| GOAL OF THE EXERCISE |
Transcribe all of the material exactly. Any picture in it should be left out.

| SUPPLIED DATA |
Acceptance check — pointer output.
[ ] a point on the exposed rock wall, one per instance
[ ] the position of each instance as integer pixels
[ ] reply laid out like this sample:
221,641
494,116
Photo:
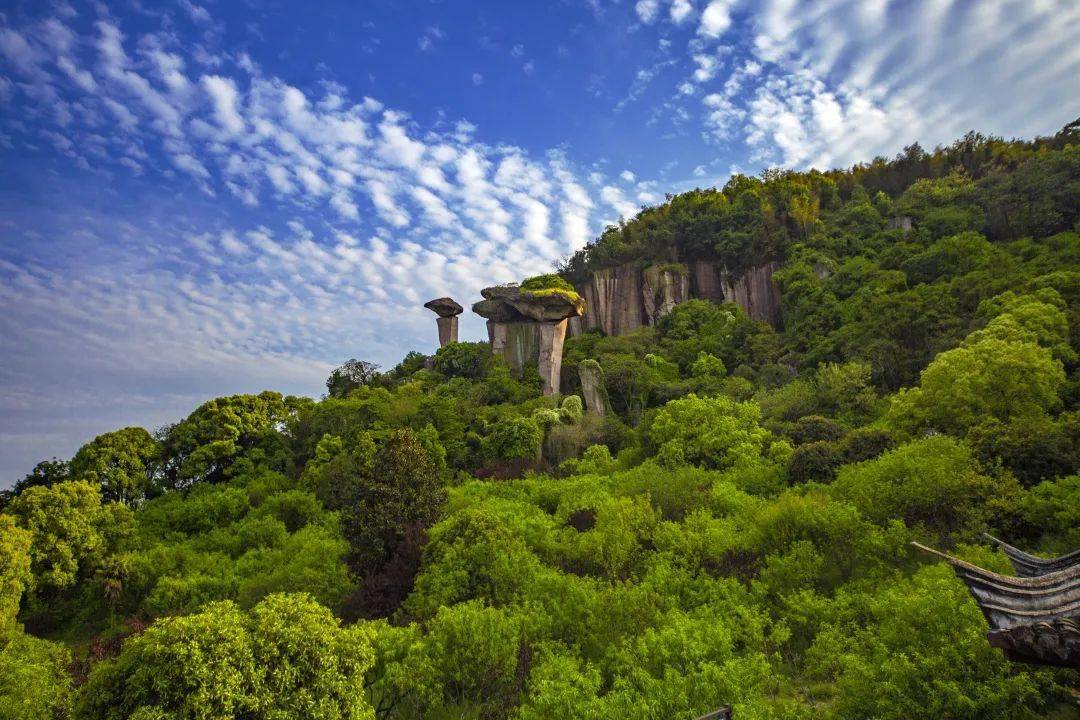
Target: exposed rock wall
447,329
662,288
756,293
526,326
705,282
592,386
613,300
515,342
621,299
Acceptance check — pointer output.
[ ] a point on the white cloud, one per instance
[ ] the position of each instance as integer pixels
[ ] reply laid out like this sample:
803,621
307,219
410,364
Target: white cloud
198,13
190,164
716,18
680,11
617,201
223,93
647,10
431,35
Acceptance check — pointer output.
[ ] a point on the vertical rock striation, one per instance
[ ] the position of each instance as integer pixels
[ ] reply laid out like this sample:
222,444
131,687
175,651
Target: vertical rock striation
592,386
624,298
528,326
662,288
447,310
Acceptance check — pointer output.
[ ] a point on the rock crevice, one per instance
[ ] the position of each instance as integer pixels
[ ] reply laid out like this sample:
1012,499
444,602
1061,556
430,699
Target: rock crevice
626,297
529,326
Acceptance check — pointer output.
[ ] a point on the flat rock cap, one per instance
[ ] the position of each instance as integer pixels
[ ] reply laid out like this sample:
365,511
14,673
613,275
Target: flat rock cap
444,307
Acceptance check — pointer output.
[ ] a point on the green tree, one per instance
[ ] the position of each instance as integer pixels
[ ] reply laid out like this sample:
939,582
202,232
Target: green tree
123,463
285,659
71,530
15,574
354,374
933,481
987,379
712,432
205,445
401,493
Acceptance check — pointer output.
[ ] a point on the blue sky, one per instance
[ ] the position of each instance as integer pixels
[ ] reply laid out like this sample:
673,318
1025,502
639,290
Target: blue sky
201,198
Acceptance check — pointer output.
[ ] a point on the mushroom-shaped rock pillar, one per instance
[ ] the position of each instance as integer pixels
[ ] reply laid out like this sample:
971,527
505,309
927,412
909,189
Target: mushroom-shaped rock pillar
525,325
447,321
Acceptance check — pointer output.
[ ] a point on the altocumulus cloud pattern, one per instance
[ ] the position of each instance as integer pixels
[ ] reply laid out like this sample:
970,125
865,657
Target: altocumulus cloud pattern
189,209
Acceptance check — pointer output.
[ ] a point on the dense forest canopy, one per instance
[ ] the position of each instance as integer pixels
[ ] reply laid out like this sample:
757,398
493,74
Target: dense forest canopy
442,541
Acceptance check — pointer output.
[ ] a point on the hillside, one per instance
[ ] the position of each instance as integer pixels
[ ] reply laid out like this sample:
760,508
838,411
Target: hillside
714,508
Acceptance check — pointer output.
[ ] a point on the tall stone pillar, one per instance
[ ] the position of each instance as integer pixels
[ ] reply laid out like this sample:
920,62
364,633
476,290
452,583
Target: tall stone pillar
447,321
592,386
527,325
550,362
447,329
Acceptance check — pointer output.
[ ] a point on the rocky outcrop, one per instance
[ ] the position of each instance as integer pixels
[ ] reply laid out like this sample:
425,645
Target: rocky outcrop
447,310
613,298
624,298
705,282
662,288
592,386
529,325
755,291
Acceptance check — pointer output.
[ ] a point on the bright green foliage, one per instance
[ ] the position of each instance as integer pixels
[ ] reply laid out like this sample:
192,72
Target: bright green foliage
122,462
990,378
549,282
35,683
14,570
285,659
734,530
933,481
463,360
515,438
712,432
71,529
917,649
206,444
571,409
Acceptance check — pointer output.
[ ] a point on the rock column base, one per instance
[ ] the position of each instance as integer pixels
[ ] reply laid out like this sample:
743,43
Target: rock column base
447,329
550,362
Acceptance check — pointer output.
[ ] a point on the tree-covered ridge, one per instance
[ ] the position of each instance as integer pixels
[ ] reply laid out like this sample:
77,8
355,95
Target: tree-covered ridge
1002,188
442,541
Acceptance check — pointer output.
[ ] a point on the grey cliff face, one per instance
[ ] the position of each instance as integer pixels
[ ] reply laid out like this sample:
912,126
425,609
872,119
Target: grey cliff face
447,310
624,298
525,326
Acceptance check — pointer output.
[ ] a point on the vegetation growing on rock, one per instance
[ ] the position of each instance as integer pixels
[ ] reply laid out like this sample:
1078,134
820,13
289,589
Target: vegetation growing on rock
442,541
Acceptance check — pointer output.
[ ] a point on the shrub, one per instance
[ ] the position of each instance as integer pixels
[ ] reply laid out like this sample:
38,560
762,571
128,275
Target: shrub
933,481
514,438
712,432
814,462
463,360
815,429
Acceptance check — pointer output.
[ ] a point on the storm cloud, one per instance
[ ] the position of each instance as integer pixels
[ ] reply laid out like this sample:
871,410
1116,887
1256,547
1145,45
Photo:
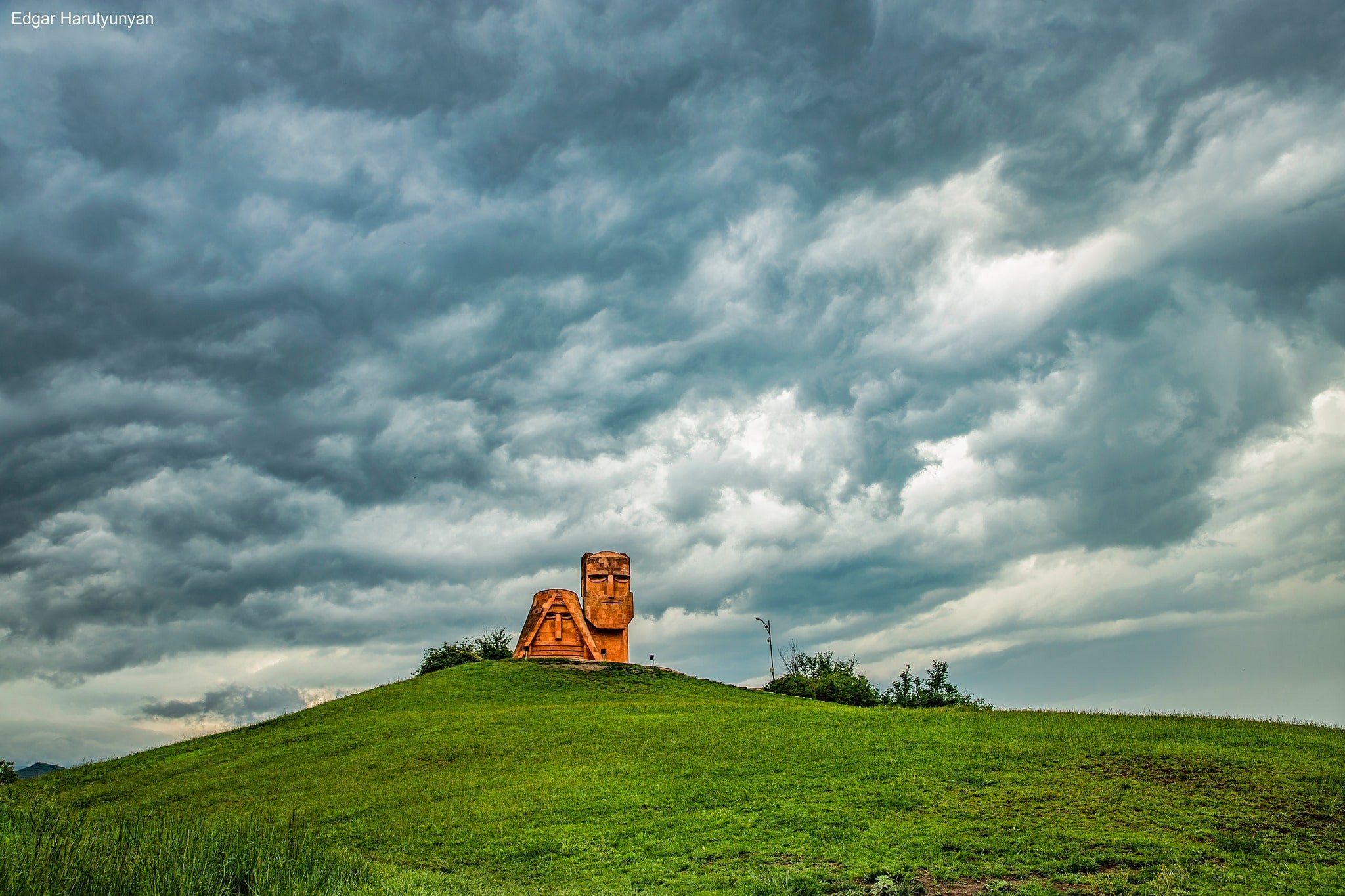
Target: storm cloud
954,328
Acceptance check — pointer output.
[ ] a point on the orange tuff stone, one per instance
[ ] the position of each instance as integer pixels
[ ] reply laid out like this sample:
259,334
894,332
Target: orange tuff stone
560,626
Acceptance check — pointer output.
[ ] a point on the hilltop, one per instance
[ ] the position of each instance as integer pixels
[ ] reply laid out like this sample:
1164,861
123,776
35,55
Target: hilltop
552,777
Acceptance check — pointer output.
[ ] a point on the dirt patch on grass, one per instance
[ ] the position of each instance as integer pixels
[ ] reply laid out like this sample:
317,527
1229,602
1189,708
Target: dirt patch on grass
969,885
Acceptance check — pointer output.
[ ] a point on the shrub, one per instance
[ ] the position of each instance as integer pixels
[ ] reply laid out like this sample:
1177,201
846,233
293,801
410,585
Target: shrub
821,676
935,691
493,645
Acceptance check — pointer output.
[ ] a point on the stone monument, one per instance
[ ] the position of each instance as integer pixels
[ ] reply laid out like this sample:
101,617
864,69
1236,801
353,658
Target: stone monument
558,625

| SOLUTION FOR THIS TASK |
Acceptance check — pointer output.
[ ] a point on the exposed rock wall, one per instance
[ ] the position of each instance as integer pixels
[ ] reply laid out like this sample:
221,641
494,116
Photo:
Target: exposed rock wall
447,329
662,288
756,293
526,326
705,282
592,386
613,300
515,342
621,299
Acceptance check — pointer output.
[ ] a point on the white cloud, one per instance
[ ] the position of each instance as integer pixels
[ ] reply laid out like this sample:
803,621
307,219
410,364
Target: white cloud
198,13
190,164
716,18
680,11
617,201
223,93
647,10
431,35
Acceptance check — pointer output.
[ ] a point on the vertical rock striation, one per instance
[ ] the position of each instance as integer pixels
[ ] reply laid out like this sample:
222,444
131,687
175,651
Target: vertical rock striation
592,386
624,298
528,326
662,288
447,310
Acceptance check — pointer output.
[ ] a point on the rock crevice, one per instance
[ ] the position of each instance as integer pixels
[ ] reply laid out like this sample:
1012,499
444,602
1061,556
430,699
Target: rock crevice
626,297
529,326
Acceptance check — pointer output.
[ ] a point on the flat rock cap, one per instance
[ ] the position of each instance as integer pixels
[ ] reply laid out like this sample:
365,511
14,673
613,275
Target: flat rock cap
444,307
Acceptance check — pointer output.
[ ] a point on the green tree, one per instance
[ ] the position of each instance as integer pixels
[ ] reply laid out like this sample:
939,582
202,232
Target: green tree
123,463
285,659
71,530
15,574
354,374
933,481
987,379
712,432
205,445
401,493
Acceptance check — pointer output.
[ ] a point on the blue sky, one per instance
[ ] the position of each instance as integer pixels
[ ] reply laid out like this sample:
673,318
1025,502
639,290
Target: blue sky
201,198
Acceptance check — pointer output.
[ ] a point on the mushroom-shaped rock pillar, one per instance
[ ] the position of each instance as integer pixels
[ ] reply laid out like this sample:
971,527
505,309
927,412
909,189
Target: mushroom-shaped rock pillar
525,325
447,321
Acceptance check — pointer output.
[ ] a point on the altocumulus cloud pattern, one per instance
[ ] the position of each instance as integer pixels
[ ] reply laid out like this sample:
970,125
865,657
Target: altocumulus cloud pattern
189,209
Acceptance check — pointer output.
[ ] a point on the dense forest canopy, one per instance
[ ] the position of each instance as integer pixels
[ ] reply laid out like this sample:
757,398
493,74
Target: dense forest canopy
442,541
Acceptance check — pointer output.
[ ] a point on the hillside, one per instance
[ ] the position of each instance as integer pixels
[ ] reply laid out like this sample:
760,508
838,411
Target: hillside
714,508
Acceptance check — pointer output.
[ ] a point on the tall stone pillar, one per instance
[ ] the position of each instance as integer pixels
[ ] reply laid out like this sample:
920,62
364,633
476,290
452,583
Target: tall stone pillar
447,321
592,386
527,325
550,362
447,329
Acceptance check — pointer output.
[ ] a point on the rocky outcrop, one per instance
[ ] the position of each instance as integer pixels
[ ] reply laid out like this sample:
425,645
Target: rocky outcrop
447,310
613,298
624,298
705,282
662,288
592,386
529,325
755,291
Acceptance check — pointer output.
[ ] a point on the bright green foliage, one per instance
[ ] the position of each instance as integer pixels
[ ] reply laid out like this sample:
192,72
Target: bright green foliage
122,462
990,378
549,282
35,683
14,570
285,659
734,530
933,481
463,360
515,438
712,432
71,529
917,649
206,444
571,409
Acceptance check — pointer output.
[ ] a point on the rock column base, one per instance
[ ] the position of each instance as integer pixels
[ ] reply laid out like this sample:
743,43
Target: rock column base
447,329
550,362
Acceptance check — pointer output.
[ ] a point on the tree-covered ridge, one per instance
[ ] the position of each instance as integer pixels
[ ] reply laid out like this sample:
77,8
355,95
Target: tree-covered ridge
1002,188
442,541
Acceptance check — pointer output.
[ ] a point on the grey cliff face, one per instance
[ ] the position of each instance as integer pixels
[ ] reply laid out like this sample:
912,126
425,609
872,119
Target: grey cliff face
447,310
624,298
525,326
Acceptance check — pointer output.
[ ] a point on the vegetation growing on rock, one per instance
[ ] the position of each instance as integer pixels
[ ] reply laid out like this sample:
1078,134
820,13
289,589
Target: vegetation growing on rock
442,541
Acceptance check — pointer output.
[ ] a point on the shrub, one per instance
[ ] the position of each instance as integer pixels
[ ] reply laid out like this sample:
38,560
762,571
128,275
Target: shrub
933,481
514,438
712,432
814,462
463,360
815,429
Acceptance check — pointer output.
[ ] a point on the storm cloud, one per instance
[ ] the position of each instance as integer pixels
[ ] reply laid out like this sample:
871,410
1116,887
1256,547
1145,45
Photo:
Target: storm cloud
954,328
Acceptance check — pointer output.
[ ] a point on the orange tuff stone, one per instance
[ ] the position of each instance as integer pixels
[ ] reply laid out like this sample:
259,334
894,332
Target: orange tuff stone
560,626
Acceptance check — pointer output.
[ ] a point on the hilltop, one per instance
[ ] the position of each instance as integer pixels
[ ] reply laid out like this sample:
1164,861
123,776
35,55
Target: hilltop
552,777
Acceptance check — pointer output.
[ ] a point on the dirt patch on grass, one per instance
[ ] the position of each instance as integer pixels
[ ] reply laid out like this sample:
317,527
1229,602
1189,708
Target: dirt patch on grass
969,885
Acceptance check — pointer output.
[ ] a point on the shrub, one per instance
[ ] the position of each instance as integer pixels
[ ] reply laid out like this sample:
1177,201
846,233
293,801
410,585
Target: shrub
821,676
935,691
493,645
Acceptance check — pointer output.
[ ] a point on the stone monument, one per instance
[ ] the position of each instance as integer pixels
[ ] reply laid out like this sample:
101,617
864,69
1236,801
353,658
Target: stone monument
558,625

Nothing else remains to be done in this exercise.